The task -
Output each line from the one that contains "Scan for sky." to the final line of the data below, exactly, and include nothing else.

(Exercise input begins)

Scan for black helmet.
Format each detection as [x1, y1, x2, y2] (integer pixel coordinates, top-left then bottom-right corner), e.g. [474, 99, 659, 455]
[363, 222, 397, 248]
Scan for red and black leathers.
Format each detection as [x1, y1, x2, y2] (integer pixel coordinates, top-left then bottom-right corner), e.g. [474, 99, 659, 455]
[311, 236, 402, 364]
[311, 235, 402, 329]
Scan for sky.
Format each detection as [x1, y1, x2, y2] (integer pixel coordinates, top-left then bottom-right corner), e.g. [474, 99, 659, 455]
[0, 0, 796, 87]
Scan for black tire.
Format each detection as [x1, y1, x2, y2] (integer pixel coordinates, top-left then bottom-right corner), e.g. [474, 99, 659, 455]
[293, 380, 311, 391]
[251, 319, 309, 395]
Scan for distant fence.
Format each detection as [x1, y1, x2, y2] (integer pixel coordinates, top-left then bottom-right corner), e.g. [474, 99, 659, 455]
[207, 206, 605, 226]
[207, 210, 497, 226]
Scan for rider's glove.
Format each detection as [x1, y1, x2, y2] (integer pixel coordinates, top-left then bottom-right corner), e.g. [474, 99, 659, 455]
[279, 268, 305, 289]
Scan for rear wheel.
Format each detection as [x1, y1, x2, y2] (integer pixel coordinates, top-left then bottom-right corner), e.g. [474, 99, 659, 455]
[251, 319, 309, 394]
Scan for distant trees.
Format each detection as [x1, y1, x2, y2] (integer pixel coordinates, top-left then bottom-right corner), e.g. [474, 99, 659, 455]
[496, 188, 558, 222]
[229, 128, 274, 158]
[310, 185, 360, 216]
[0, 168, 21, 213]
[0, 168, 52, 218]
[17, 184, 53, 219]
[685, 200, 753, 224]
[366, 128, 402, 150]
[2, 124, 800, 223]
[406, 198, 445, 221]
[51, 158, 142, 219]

(Exercise input ends)

Task result -
Scan for sky.
Format each detection as [x1, y1, x2, y2] (integer pixel coordinates, top-left then bottom-right corner), e.g. [474, 99, 659, 455]
[0, 0, 796, 87]
Scan for black tire.
Format each detection as [x1, y1, x2, y2] (integer pixel coordinates, top-left then bottom-right corner), e.g. [474, 99, 659, 455]
[293, 380, 311, 391]
[251, 319, 309, 395]
Scan for distant fence.
Format each detection as [x1, y1, x2, y2] (integer pixel coordinates, top-left then bottom-right corner), e.g. [474, 99, 659, 455]
[207, 206, 605, 226]
[207, 210, 497, 226]
Scan for rider's glove.
Format each detection as [x1, y1, x2, y2] (integer pixel coordinates, top-left then bottom-right corner), e.g. [474, 99, 659, 455]
[279, 268, 305, 289]
Scan for rear wheel.
Format each detection as [x1, y1, x2, y2] (integer pixel coordinates, top-left then bottom-right corner), e.g. [474, 99, 659, 455]
[251, 319, 309, 394]
Scan for distant trees.
Format each detection as [x1, y1, x2, y2] (integer pixel coordinates, top-left then bottom-right corner), e.g. [474, 99, 659, 455]
[496, 188, 558, 222]
[229, 128, 274, 158]
[310, 185, 360, 216]
[0, 168, 21, 213]
[0, 168, 52, 218]
[17, 184, 53, 219]
[685, 200, 753, 224]
[366, 128, 402, 150]
[2, 124, 800, 223]
[406, 198, 445, 221]
[51, 158, 142, 219]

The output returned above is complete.